### Soal dan Tugas
1. Sunting bentangan bacaan dari "Mengaja Kata demi" sampai "mual atau muak.", lalu ganti "mobil" dengan "bus".
2. Jawablah pertanyaan berikut berdasarkan bacaan.
(a) Jumlah dosa penulis dikatakan melebihi hitungan apa?
(b) Menurut bacaan, apa yang sekarang gampang dibikin mancung?
(c) Tulisan yang tersendat-sendat saat dibaca diibaratkan seperti berada di mana?
3. Terjemahkan kalimat dari bacaan ini ke dalam bahasa Inggris: "Itu sebabnya saya bahagia bila tulisan saya berguna bagi kalian."

### Bacaan
>>>
Tak ayal, saya tidak mau sambalewa atau ceroboh. Saya tidak ingin menyesatkan pembaca. Dosa saya sudah menumpuk. Bilangannya melebihi hitungan pasir di bibir pantai. Tulisan ini, juga tulisan-tulisan lain terkait bahasa Indonesia, hanyalah bagian dari upaya mencari kebaikan agar keburukan saya terimbangi. Itu sebabnya saya bahagia bila tulisan saya berguna bagi kalian. Itu pula sebabnya saya selalu berterima kasih jika kalian mengomentari tulisan receh saya. Aih, sungguh rasa bahagia yang alangkah!

Sekarang, cobalah sekilas kalian baca data berikut. 

Dokumentasi Pribadi
Dokumentasi Pribadi
Moga-moga kalian tidak termasuk koruptor kata. Kalaupun termasuk, selalu ada waktu untuk memperbaiki diri. Hidung pesek saja sekarang gampang dibikin mancung, apalagi sebatas salah kata.

Mengaja Kata demi Rasa Baca

Tulisan dengan gagasan segar dan bernas, tetapi tersendat-sendat saat dibaca, seperti berada dalam mobil yang terperangkap macet. 

Kalau kalian berada pada posisi saya, mungkin kalian akan mual atau muak.
<<<
### Data yang diambil dari sebuah koleksi
>>>
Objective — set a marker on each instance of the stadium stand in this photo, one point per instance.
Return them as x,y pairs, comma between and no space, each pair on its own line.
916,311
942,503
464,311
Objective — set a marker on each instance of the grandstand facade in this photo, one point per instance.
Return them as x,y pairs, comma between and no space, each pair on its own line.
<<<
### Kunci Jawaban
1.
Mengaja Kata demi Rasa Baca

Tulisan dengan gagasan segar dan bernas, tetapi tersendat-sendat saat dibaca, seperti berada dalam bus yang terperangkap macet. 

Kalau kalian berada pada posisi saya, mungkin kalian akan mual atau muak.

2.
(a) Hitungan pasir di bibir pantai.
(b) Hidung pesek.
(c) Dalam mobil yang terperangkap macet.

3. That is why I am happy when my writing is useful to you.